(Data entries)

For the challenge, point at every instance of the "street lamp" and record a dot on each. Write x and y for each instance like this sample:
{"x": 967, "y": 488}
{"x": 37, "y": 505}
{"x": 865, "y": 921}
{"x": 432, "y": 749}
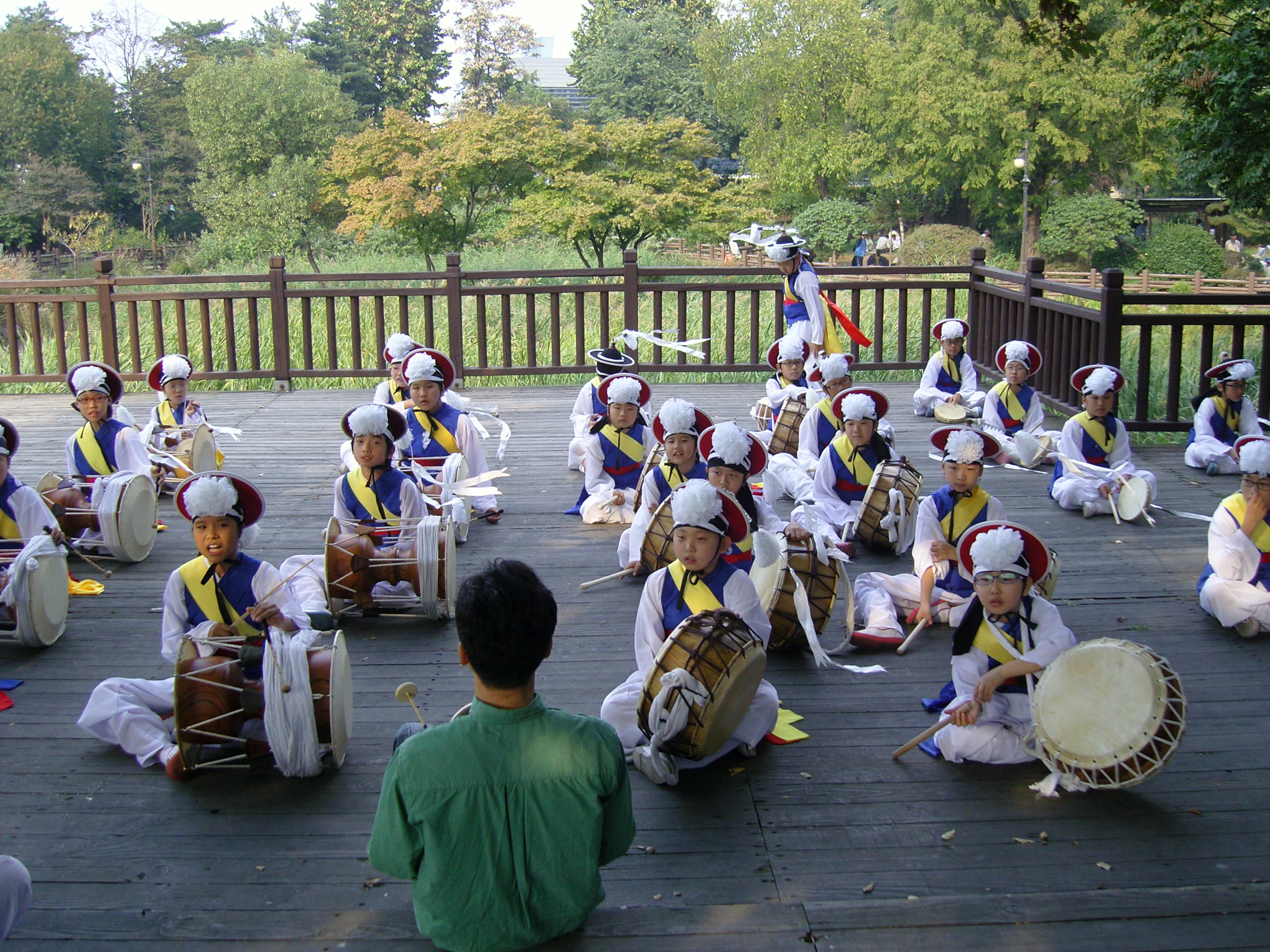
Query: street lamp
{"x": 1022, "y": 164}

### Your goal
Every record above must be repeated exactly, with the pictures dropped.

### Result for this task
For the challenge, point at every instance of the "street lamp" and record a dot on each. Write x and y for each instance like this sample:
{"x": 967, "y": 488}
{"x": 37, "y": 505}
{"x": 865, "y": 921}
{"x": 432, "y": 749}
Query: street lamp
{"x": 1022, "y": 164}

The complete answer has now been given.